━━━ Verilen öğeler

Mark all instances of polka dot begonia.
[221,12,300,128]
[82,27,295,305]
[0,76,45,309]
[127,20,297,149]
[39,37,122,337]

━━━━━━

• _Görev_:
Yukarıdaki öğelerde "instances" kelimesinin geçtiği bütün satırları toplayıp olduğu gibi yazar mısın?

• _Görev çözümü_:
Mark all instances of polka dot begonia.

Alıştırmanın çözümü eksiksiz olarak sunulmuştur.